__PROBLEM 1__:
In the passage on Indian school boards, what was the National Institute of Open Schooling formerly called?
__PROBLEM 2__:
Locate each line of the records that contains the word "blue", and copy every such line.
— Start of DOCUMENT PASSAGE —
For example, there are two popular boards offering Secondary and Sr. Secondary Education in India: NIOS open board and others CBSE / ICSE which are class-room boards. Though there are several state boards that do not make national presence, offering regular studies. The National Institute of Open Schooling (NIOS), formerly National Open School, is the board of education under Government of India and was established to impart affordable / worthy formal learning?
The private schools, employers & training businesses will always downplay importance of free or self education to safeguard their profiteering models. While 360 days each year, our smart digital governments are only focused on its “election victory machines”, and must support its bhakts / some greedy capitalist funders by just outsourcing its social responsibility for extending privilege to outputs of CBSE / ICSE brands, thereby encouraging mild economic racism for bumper votes ROI helping spread its own brand of “imperial tentacles”!
A good teacher recognizes that social & economic racism exists in our school system. Good teacher agrees that to do nothing about that racism in our education system is to be complicit. Good teacher makes a commitment to fight against elite supremacy in school systems by working with communities and by allowing their work to be led by those communities. It teaches how those communities have in the past advocated for themselves and how they continue to advocate for themselves. In many ways, it’s this banality that feels so dangerous. It’s that so much of the problem lies in plain sight and still can be so difficult for many of us to see. Hopefully the circumstances of the moment will help us see those problems, and their solutions, more clearly and systematically. Not only in terms of Online learning, e-Learning, digital education, unicorn brands, mobile apps, etc – which are just intermediary tools.
As our social ethos has revealed over millennia, another kind of symmetry, the line that has been followed, thus far, by this chaotic democratic set-up. This unity, always tenuous but also profound, is kept in place, often barely, by the symphony of resistance, revolutions in self-education, dissent and inquiry. It is this cacophony and its crudeness that have invested democracy with a fierce will to assess itself repeatedly, to shun complacency, to evolve – towards greater good, sometimes mixed with cut-throat greed and zero-sum development games.
— End of DOCUMENT PASSAGE —
— Start of DATA FOR THIS EXERCISE —
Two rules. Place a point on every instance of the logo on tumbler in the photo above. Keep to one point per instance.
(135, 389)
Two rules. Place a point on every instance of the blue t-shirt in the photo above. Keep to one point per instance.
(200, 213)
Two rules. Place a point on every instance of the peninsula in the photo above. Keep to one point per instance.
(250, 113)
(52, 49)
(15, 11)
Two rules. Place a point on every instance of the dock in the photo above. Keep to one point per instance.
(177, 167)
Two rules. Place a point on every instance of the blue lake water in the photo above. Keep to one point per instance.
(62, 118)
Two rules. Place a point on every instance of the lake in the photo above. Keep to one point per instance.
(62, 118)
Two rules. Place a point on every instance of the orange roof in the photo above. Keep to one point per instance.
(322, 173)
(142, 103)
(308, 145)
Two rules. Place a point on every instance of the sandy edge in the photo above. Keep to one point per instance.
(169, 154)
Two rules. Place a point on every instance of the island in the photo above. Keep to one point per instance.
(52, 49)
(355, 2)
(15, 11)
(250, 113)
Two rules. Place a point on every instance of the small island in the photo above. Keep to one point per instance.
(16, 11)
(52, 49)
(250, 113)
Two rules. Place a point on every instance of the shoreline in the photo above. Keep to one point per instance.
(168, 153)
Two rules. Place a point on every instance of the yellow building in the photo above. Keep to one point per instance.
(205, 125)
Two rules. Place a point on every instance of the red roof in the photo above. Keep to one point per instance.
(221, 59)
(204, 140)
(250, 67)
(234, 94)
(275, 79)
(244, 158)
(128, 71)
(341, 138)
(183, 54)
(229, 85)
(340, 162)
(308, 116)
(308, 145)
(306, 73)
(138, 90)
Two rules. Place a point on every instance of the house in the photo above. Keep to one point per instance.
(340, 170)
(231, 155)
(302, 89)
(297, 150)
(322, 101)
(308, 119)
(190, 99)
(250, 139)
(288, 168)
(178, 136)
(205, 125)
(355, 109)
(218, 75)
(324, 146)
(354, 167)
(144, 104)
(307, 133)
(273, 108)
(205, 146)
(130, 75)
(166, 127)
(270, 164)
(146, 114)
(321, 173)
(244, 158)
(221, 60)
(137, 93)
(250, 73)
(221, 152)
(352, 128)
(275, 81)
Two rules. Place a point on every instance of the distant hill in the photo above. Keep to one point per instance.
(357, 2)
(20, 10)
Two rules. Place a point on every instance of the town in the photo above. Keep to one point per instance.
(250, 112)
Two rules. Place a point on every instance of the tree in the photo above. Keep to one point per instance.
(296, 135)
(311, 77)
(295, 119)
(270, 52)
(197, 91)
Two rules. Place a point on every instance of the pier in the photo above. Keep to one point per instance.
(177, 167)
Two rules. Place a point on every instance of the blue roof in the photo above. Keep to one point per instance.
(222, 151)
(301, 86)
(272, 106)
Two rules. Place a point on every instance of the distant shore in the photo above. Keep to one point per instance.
— End of DATA FOR THIS EXERCISE —
__FULL SOLUTION 1__:
It was formerly called the National Open School.

__FULL SOLUTION 2__:
Two rules. Place a point on every instance of the blue t-shirt in the photo above. Keep to one point per instance.
Two rules. Place a point on every instance of the blue lake water in the photo above. Keep to one point per instance.
Two rules. Place a point on every instance of the blue roof in the photo above. Keep to one point per instance.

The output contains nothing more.